Quoted passage —
---*---

# Audio book transcripts?



## Angel of Blood (Aug 18, 2010)

Is there anyway of getting hold of the transcripts for the Horus Heresy audio books. I'll not hide the fact that i hate them. I'm listening to Garro: Oath of Moment at the moment, and though i want to hear whats going to happen, but god i hate listening to it. I realise characters have to sound different, but some of the accents are just fucking annoying. Malcador sounds like a poor version of Emperor Palpatine from Star Wars and speaks with similar mannerisms aswell. I'm going to have to get Garro: Legion of One because of the big reveal at the end of it, as it is quite important. But i just can't stand to listen to these things.

Rant over


----------



## Vaz (Mar 19, 2008)

I've been wondering the same thing. I'm on the hunt for "Aenarion". I mean, for fucks sake, the next in series in Caledor - which is being made available in text. You've to at least have the text available for an audio book. For fucks sake, pisses me off as to what retard thought that "audio exclusive" would be a good selling point for a series.


----------



## Barnster (Feb 11, 2010)

Anerion is amazing, but finishes too early, Indraugnir is the only poor voice acting in it. 

I always hated them but bits are really good way of filling a journey to work. I gave up hunting for text based versions, and I'm guessing its illegal to type them out


----------

---*---

Data supplied —

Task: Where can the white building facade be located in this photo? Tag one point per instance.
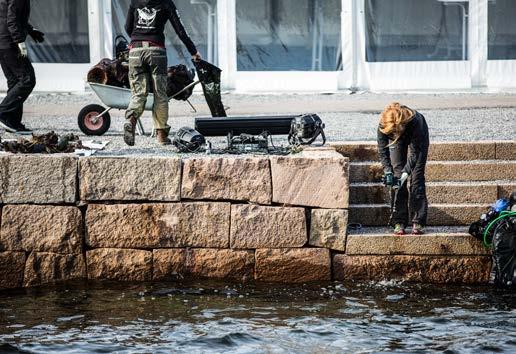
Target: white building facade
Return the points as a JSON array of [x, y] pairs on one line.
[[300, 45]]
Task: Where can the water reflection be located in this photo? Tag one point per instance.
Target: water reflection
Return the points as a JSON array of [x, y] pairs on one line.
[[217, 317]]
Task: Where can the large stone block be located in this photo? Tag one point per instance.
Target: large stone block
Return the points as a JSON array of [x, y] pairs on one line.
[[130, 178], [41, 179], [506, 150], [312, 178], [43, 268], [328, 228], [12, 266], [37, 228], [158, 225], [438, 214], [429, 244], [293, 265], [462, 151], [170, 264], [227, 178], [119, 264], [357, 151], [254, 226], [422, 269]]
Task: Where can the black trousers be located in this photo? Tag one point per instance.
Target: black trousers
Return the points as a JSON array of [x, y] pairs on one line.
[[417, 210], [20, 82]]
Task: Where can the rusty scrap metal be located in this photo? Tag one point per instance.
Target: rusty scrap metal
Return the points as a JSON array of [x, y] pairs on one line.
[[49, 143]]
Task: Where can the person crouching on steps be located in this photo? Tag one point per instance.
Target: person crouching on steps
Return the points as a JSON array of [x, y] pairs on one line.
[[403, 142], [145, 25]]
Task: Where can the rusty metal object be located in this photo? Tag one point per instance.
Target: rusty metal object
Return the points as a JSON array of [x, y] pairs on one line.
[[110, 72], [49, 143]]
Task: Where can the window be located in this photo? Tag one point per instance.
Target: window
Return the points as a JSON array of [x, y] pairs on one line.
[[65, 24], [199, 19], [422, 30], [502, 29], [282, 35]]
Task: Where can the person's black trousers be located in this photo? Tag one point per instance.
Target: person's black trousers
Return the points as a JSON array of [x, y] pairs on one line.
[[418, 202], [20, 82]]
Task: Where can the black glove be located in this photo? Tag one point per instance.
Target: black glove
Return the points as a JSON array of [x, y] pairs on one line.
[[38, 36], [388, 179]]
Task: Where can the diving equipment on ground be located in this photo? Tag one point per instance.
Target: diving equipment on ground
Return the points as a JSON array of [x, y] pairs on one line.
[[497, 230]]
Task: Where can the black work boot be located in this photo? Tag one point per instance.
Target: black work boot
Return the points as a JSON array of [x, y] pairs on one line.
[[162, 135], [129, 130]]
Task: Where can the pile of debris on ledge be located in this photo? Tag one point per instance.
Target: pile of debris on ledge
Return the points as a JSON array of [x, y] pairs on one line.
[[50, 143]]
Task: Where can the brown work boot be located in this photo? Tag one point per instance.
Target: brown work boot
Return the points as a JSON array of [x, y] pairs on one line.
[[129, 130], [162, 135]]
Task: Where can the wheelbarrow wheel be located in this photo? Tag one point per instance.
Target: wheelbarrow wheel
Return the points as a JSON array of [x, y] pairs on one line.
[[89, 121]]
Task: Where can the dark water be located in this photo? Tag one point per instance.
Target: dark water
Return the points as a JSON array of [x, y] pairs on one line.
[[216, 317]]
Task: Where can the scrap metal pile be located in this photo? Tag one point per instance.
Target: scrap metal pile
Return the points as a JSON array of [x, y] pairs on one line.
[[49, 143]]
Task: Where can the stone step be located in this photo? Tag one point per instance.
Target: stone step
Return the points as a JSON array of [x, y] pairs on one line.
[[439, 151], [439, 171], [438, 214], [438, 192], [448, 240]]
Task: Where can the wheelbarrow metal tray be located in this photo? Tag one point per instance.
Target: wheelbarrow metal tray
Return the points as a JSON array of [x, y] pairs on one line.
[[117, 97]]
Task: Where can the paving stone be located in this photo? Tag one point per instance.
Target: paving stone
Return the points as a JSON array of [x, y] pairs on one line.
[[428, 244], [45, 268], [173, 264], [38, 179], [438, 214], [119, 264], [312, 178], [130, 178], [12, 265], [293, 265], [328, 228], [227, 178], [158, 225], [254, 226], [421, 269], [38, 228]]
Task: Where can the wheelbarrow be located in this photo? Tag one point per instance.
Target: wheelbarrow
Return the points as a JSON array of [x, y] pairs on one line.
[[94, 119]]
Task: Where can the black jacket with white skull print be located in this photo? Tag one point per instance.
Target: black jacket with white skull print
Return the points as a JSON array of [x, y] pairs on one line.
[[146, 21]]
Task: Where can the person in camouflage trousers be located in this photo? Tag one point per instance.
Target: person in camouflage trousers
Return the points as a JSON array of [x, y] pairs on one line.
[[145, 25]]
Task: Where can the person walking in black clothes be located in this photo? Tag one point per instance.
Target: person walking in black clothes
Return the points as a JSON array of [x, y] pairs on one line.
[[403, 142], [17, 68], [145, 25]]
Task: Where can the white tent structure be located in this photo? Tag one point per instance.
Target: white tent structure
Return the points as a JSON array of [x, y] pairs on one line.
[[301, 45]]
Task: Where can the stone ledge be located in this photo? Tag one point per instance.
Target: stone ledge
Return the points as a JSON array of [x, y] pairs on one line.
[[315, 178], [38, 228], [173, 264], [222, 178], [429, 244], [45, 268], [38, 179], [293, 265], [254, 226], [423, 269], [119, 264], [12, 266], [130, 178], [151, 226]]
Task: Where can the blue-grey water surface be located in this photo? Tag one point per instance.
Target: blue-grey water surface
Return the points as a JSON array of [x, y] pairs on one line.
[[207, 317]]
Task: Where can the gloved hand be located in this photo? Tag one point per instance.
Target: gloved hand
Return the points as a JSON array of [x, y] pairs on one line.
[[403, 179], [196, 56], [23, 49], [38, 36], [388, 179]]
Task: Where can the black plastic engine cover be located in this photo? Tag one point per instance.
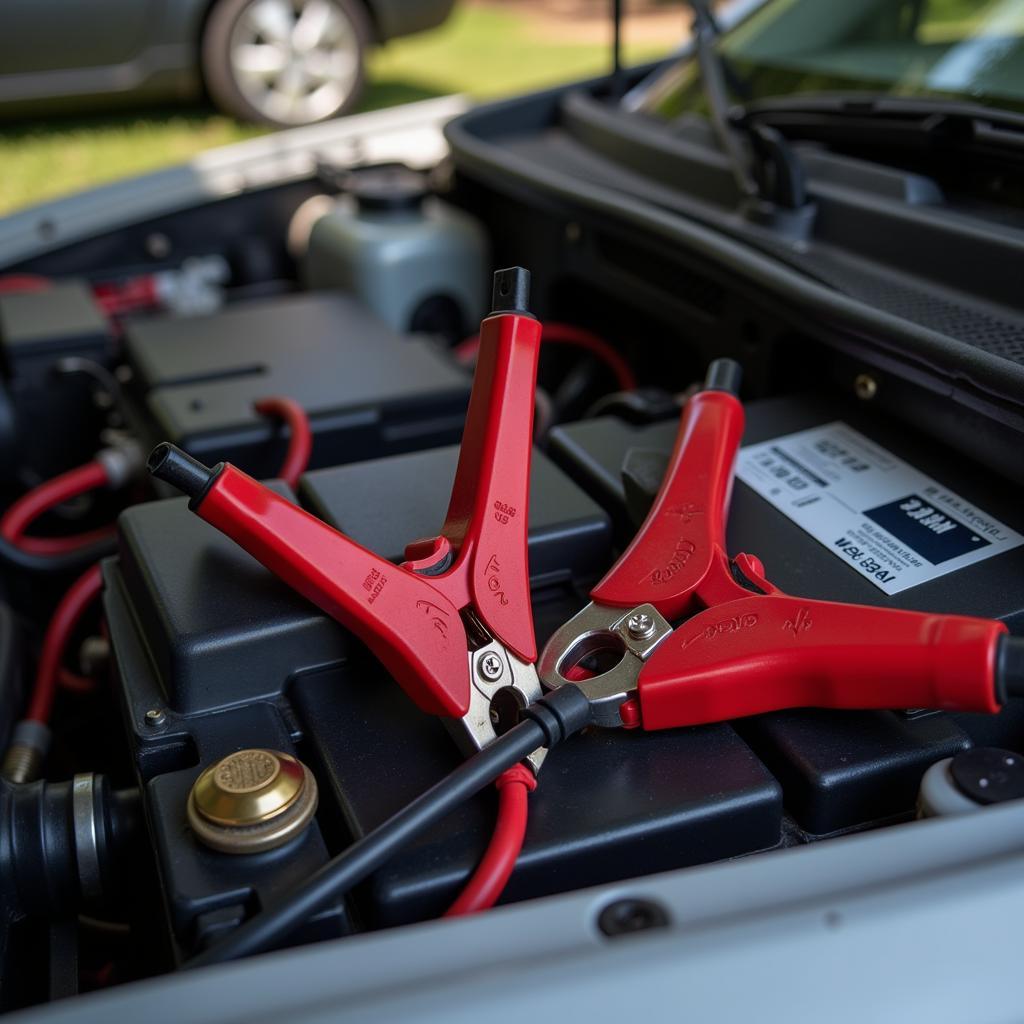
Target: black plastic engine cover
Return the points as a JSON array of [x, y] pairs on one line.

---*---

What to work on —
(A) Sum up the forum thread about audio book transcripts in two sentences.
(B) In the entries, from the first line through the line with "[[217, 317]]", switch "Tag one point per instance" to "Mark one point for each instance" and give those lines back with nothing else changed. Leave the pictures out.

Answers to the exercise —
(A) One poster asks whether transcripts of the Horus Heresy audio books can be found, saying they hate listening to them and find some of the accents, such as Malcador's, annoying. A second poster is hunting for the text of "Aenarion" and is angry about "audio exclusive" releases, while a third calls "Anerion" amazing but has given up looking for text versions and guesses that typing them out is illegal.

(B)
Task: Where can the white building facade be located in this photo? Mark one point for each instance.
Target: white building facade
Return the points as a JSON array of [x, y] pairs on one line.
[[300, 45]]
Task: Where can the water reflection be located in this photo? Mark one point for each instance.
Target: water reflection
Return the points as a JSON array of [x, y] pairs on one line.
[[217, 317]]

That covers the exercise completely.